> _WHAT YOU NEED TO DO_:
All of the data is to be printed exactly, though the images must be left off.

> _SUPPLIED RECORDS_:
* * * * * * * * *

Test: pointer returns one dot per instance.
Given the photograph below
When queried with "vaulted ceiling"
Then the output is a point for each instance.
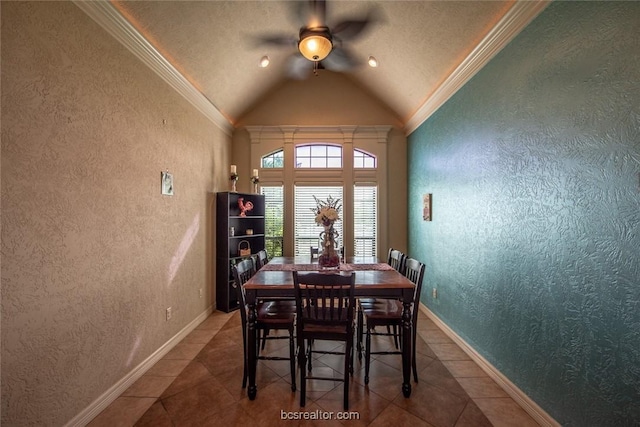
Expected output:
(425, 49)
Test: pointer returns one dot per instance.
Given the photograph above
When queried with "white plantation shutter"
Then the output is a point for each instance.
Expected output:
(365, 220)
(274, 219)
(307, 232)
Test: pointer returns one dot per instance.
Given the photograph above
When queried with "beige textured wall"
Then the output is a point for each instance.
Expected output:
(326, 100)
(92, 253)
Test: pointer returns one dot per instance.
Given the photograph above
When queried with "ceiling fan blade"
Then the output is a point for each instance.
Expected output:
(340, 60)
(298, 67)
(276, 40)
(351, 28)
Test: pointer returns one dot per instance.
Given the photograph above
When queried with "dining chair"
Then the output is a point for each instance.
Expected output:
(271, 315)
(389, 313)
(281, 304)
(325, 310)
(262, 258)
(315, 253)
(395, 259)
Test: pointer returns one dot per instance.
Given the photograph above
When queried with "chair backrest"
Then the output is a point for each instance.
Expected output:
(262, 259)
(324, 299)
(414, 271)
(242, 272)
(396, 259)
(315, 253)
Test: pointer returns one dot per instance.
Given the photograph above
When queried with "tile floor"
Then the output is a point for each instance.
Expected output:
(199, 383)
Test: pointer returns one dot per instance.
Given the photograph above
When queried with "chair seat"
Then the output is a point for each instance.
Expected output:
(276, 312)
(389, 309)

* * * * * * * * *

> _TASK SOLUTION_:
Test: pointer returns one dot per instance.
Given the photograph below
When queried with "vaulted ceiling"
Then the output is a point for each instance.
Expected output:
(425, 49)
Test: pointer returns one dot per instance.
Given the photograph above
When queried with "white plantation shutter"
Then the output is a point for each instance.
Expected output:
(365, 220)
(274, 219)
(307, 232)
Test: pointer returns one dot per instance.
Given the photograph above
When queried with "beige textured wall"
Then the output is a point for each instance.
Expected output:
(326, 100)
(92, 253)
Test: pointer returns one dot per instance.
Given the photograph above
When queried with "ceiling fan blade"
Then the output is a point for each instance.
Expected output:
(340, 60)
(298, 67)
(276, 40)
(351, 28)
Test: pointer returns one dot per instance.
Given the photograph above
When queried with "dining chair"
Then the output is a point for each instance.
Expected output:
(271, 315)
(389, 313)
(281, 304)
(325, 310)
(262, 258)
(315, 253)
(395, 259)
Test: pointer returns one dot per instance.
Given the photograph above
When queried with "chair backrest"
Then the output is a point for each instance.
Expected output:
(262, 259)
(324, 299)
(414, 271)
(242, 272)
(396, 259)
(315, 253)
Test: pointer returns one dot per instance.
Given the photograph above
When queried with "tile floor"
Then the output is a point for each instance.
Expected output:
(199, 383)
Test: pointer returns one dot per instance.
Given the photograph above
When queried with "chair seat"
Then the output is a point for each instance.
Expected output:
(276, 312)
(389, 309)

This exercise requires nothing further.